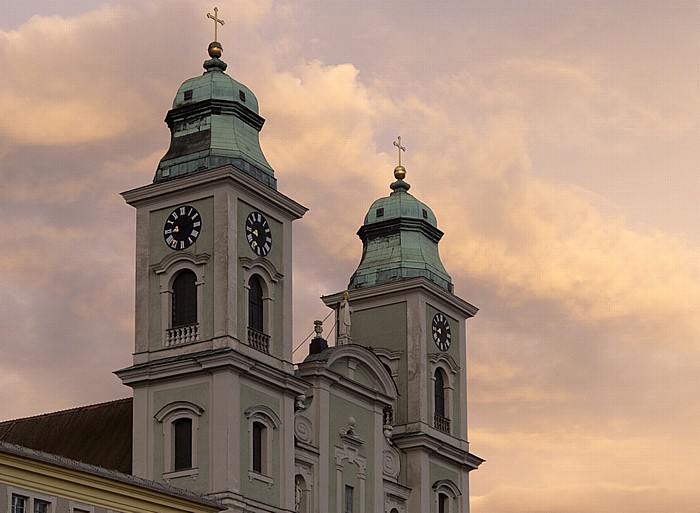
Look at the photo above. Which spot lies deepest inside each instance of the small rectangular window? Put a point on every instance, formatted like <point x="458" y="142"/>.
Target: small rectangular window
<point x="258" y="434"/>
<point x="349" y="499"/>
<point x="183" y="444"/>
<point x="19" y="504"/>
<point x="443" y="503"/>
<point x="41" y="506"/>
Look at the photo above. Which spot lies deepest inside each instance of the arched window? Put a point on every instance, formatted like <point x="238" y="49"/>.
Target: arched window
<point x="183" y="444"/>
<point x="441" y="419"/>
<point x="255" y="304"/>
<point x="262" y="422"/>
<point x="180" y="421"/>
<point x="443" y="503"/>
<point x="259" y="446"/>
<point x="301" y="495"/>
<point x="184" y="304"/>
<point x="446" y="494"/>
<point x="439" y="393"/>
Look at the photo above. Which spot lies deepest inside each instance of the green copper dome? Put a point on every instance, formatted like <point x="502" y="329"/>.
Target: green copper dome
<point x="214" y="121"/>
<point x="400" y="241"/>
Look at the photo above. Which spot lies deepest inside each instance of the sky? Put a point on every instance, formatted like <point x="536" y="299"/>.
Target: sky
<point x="556" y="142"/>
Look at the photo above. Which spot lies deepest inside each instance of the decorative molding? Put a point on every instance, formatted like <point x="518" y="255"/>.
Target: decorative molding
<point x="391" y="462"/>
<point x="250" y="263"/>
<point x="264" y="413"/>
<point x="349" y="436"/>
<point x="446" y="360"/>
<point x="172" y="258"/>
<point x="189" y="409"/>
<point x="303" y="429"/>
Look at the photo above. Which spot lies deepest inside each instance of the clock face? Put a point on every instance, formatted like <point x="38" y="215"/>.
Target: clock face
<point x="183" y="226"/>
<point x="258" y="233"/>
<point x="442" y="336"/>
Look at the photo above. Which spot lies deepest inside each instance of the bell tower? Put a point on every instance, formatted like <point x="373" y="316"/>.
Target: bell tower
<point x="212" y="374"/>
<point x="404" y="308"/>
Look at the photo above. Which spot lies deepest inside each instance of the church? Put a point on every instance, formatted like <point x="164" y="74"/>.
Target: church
<point x="222" y="419"/>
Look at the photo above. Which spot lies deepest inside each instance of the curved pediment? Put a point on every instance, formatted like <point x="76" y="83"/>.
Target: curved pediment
<point x="362" y="366"/>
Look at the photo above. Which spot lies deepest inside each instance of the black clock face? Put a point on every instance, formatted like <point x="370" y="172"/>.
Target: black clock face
<point x="258" y="233"/>
<point x="183" y="226"/>
<point x="442" y="336"/>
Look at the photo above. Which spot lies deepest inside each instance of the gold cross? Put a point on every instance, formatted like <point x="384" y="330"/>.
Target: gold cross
<point x="400" y="148"/>
<point x="216" y="19"/>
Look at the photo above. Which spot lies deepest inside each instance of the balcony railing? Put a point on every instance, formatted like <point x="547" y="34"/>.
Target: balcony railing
<point x="441" y="423"/>
<point x="258" y="340"/>
<point x="182" y="335"/>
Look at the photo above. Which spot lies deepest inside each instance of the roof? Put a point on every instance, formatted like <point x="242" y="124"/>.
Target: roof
<point x="400" y="241"/>
<point x="60" y="461"/>
<point x="214" y="121"/>
<point x="97" y="434"/>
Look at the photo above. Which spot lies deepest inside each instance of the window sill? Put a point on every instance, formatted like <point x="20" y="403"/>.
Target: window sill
<point x="255" y="476"/>
<point x="192" y="472"/>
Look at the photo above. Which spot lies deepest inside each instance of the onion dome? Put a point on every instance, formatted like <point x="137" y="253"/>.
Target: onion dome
<point x="400" y="240"/>
<point x="214" y="121"/>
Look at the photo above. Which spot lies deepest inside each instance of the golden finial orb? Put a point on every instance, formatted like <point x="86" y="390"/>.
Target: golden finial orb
<point x="215" y="50"/>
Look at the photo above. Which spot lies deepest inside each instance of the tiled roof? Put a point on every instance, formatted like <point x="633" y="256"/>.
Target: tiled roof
<point x="98" y="434"/>
<point x="64" y="462"/>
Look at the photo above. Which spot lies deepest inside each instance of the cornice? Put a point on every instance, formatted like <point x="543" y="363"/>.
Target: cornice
<point x="402" y="287"/>
<point x="208" y="180"/>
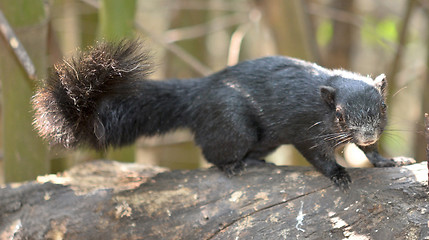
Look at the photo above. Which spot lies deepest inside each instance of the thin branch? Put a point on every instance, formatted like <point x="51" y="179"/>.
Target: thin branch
<point x="199" y="30"/>
<point x="426" y="121"/>
<point x="18" y="49"/>
<point x="311" y="32"/>
<point x="178" y="51"/>
<point x="235" y="43"/>
<point x="334" y="14"/>
<point x="400" y="47"/>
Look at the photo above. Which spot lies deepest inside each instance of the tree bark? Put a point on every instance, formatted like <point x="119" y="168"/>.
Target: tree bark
<point x="110" y="200"/>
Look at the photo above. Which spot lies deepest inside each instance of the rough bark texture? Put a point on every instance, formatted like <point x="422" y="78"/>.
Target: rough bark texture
<point x="109" y="200"/>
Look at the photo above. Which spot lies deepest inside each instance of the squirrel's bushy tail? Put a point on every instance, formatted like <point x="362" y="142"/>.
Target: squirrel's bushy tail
<point x="66" y="107"/>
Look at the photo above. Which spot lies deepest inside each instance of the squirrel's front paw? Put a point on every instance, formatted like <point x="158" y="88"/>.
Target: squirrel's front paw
<point x="342" y="180"/>
<point x="233" y="169"/>
<point x="401" y="161"/>
<point x="394" y="162"/>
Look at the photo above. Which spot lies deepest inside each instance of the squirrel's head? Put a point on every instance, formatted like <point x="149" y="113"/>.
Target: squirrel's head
<point x="358" y="109"/>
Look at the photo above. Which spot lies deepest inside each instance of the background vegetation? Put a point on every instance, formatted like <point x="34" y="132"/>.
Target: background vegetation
<point x="192" y="38"/>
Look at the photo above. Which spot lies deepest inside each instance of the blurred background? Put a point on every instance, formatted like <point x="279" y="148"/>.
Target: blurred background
<point x="193" y="38"/>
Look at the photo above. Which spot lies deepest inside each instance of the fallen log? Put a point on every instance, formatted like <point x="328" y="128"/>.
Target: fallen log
<point x="110" y="200"/>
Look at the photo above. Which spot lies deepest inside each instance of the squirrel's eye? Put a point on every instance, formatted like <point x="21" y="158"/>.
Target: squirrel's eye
<point x="383" y="106"/>
<point x="339" y="116"/>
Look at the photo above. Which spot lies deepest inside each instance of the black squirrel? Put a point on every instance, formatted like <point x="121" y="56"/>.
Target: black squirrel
<point x="102" y="98"/>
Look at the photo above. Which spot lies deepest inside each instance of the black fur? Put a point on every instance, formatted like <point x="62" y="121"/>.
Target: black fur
<point x="242" y="113"/>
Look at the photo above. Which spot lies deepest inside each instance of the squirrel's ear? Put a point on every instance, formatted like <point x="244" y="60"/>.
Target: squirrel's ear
<point x="380" y="83"/>
<point x="328" y="95"/>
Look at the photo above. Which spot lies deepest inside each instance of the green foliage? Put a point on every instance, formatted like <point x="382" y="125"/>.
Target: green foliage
<point x="379" y="32"/>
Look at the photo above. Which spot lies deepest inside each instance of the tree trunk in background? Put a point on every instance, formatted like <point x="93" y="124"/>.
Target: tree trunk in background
<point x="339" y="49"/>
<point x="420" y="142"/>
<point x="286" y="20"/>
<point x="25" y="154"/>
<point x="116" y="19"/>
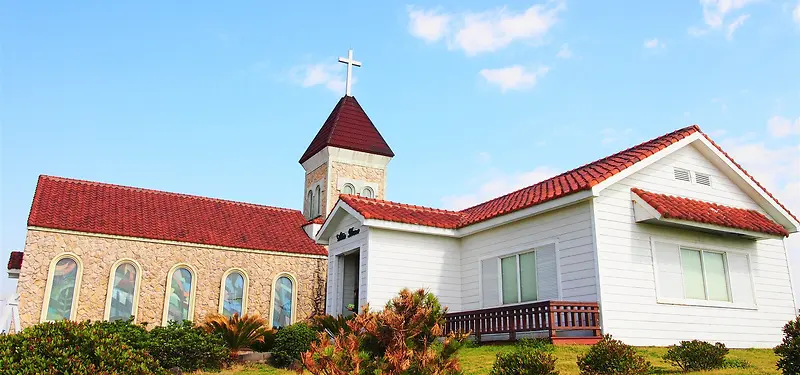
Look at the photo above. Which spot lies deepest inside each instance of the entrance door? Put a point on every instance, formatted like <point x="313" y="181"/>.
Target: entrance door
<point x="350" y="283"/>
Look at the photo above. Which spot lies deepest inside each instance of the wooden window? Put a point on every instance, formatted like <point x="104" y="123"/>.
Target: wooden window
<point x="123" y="290"/>
<point x="61" y="293"/>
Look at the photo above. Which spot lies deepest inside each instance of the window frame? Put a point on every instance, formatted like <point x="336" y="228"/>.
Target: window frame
<point x="733" y="304"/>
<point x="295" y="286"/>
<point x="136" y="287"/>
<point x="245" y="286"/>
<point x="168" y="291"/>
<point x="49" y="287"/>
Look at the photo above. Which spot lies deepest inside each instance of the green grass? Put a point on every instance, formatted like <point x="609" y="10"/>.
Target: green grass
<point x="479" y="360"/>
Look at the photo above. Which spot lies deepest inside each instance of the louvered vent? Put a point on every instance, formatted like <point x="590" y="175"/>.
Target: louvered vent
<point x="702" y="179"/>
<point x="682" y="175"/>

__Problem to work on__
Make an exact copy of the lines running from the one with "Target: green grass" to the last line of the listing, including both ends.

__Solution to the exercise__
Target: green grass
<point x="479" y="360"/>
Look at the photo above. Which spot lies deepest inside each instance of the louvered vent? Put a point on every instance, formatted like <point x="590" y="175"/>.
Target: louvered vent
<point x="702" y="179"/>
<point x="682" y="175"/>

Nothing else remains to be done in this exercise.